==== Information provided

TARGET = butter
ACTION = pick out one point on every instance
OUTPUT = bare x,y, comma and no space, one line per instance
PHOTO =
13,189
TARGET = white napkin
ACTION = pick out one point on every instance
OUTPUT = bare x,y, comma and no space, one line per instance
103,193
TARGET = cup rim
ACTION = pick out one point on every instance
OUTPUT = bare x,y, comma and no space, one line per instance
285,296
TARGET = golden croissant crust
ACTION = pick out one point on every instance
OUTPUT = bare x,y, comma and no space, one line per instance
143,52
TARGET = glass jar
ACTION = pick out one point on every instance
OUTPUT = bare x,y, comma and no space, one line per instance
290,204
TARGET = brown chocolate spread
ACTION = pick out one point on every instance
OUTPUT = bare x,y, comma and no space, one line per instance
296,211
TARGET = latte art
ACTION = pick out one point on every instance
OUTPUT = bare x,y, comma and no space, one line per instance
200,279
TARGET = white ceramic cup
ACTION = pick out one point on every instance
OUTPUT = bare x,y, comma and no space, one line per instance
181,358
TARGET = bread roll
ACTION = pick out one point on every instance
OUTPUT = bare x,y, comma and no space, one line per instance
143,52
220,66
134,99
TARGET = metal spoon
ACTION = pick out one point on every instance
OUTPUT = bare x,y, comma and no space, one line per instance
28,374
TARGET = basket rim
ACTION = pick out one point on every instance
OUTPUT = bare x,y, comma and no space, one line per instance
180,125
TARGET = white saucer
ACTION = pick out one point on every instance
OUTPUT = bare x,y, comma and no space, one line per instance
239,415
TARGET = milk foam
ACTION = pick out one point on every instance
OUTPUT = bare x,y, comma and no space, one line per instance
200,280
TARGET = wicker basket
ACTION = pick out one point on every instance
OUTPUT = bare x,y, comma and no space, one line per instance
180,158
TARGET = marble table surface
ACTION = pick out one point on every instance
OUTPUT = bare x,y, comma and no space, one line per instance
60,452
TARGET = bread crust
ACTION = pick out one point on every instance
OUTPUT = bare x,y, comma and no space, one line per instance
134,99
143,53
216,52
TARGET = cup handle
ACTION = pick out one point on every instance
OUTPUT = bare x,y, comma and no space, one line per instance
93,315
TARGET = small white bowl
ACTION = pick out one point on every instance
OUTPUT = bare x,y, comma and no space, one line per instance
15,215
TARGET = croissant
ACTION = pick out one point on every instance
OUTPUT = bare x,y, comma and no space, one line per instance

========

Task details ▸ Please write out the whole listing above again, word for word and line for line.

Exercise output ▸
TARGET = butter
ACTION = pick out one point on every instance
OUTPUT = bare x,y, comma and no space, one line per instance
PHOTO =
13,189
TARGET = white napkin
ACTION = pick out one point on every instance
OUTPUT = bare x,y, comma and no space, one line per instance
103,193
TARGET = cup rim
ACTION = pick out one point on every instance
OUTPUT = bare x,y, comma and no space, one line per instance
285,296
TARGET = golden croissant crust
ACTION = pick out one point on every instance
OUTPUT = bare x,y, comma and no space, one line per instance
143,52
TARGET = glass jar
ACTION = pick out one point on every instance
OUTPUT = bare x,y, comma and no space, one line per instance
290,204
TARGET = brown chocolate spread
ACTION = pick out one point on every instance
OUTPUT = bare x,y, comma and no space, one line per instance
296,211
TARGET = latte art
ACTION = pick out one point on every instance
OUTPUT = bare x,y, comma and no space, one line per instance
200,279
TARGET = white ceramic cup
ACTION = pick out one point on every instance
OUTPUT = bare x,y, comma and no space, one line per instance
181,358
TARGET = bread roll
ACTION = pick out one point on every instance
OUTPUT = bare x,y, comma and no space, one line per instance
143,52
220,66
134,99
TARGET = metal spoon
ACTION = pick out one point on every instance
OUTPUT = bare x,y, comma and no space, one line per instance
28,374
TARGET = basket rim
ACTION = pick out one point on every instance
OUTPUT = bare x,y, comma and no space, one line per instance
180,125
TARGET = white saucer
ACTION = pick out one point on every instance
OUTPUT = bare x,y, comma and no space, one line per instance
239,415
TARGET = milk foam
ACTION = pick out one point on every instance
OUTPUT = bare x,y, comma and no space, one line per instance
200,280
TARGET = wicker basket
ACTION = pick out one point on every instance
OUTPUT = bare x,y, comma and no space, one line per instance
180,158
TARGET = marble table surface
ACTION = pick out one point on every instance
OUTPUT = bare x,y, comma and no space, one line per instance
60,452
TARGET = bread crust
ACTION = pick out one point on every instance
OUTPUT = bare x,y, comma and no space, one line per instance
134,99
143,53
216,52
TARGET = cup handle
ACTION = pick out one point on every instance
OUTPUT = bare x,y, comma and no space, one line per instance
93,315
TARGET = small white bowl
ACTION = pick out one point on every instance
OUTPUT = bare x,y, comma and no space, one line per instance
15,215
TARGET = croissant
ACTION = pick out one point on every instance
OUTPUT = bare x,y, comma and no space, one line per instance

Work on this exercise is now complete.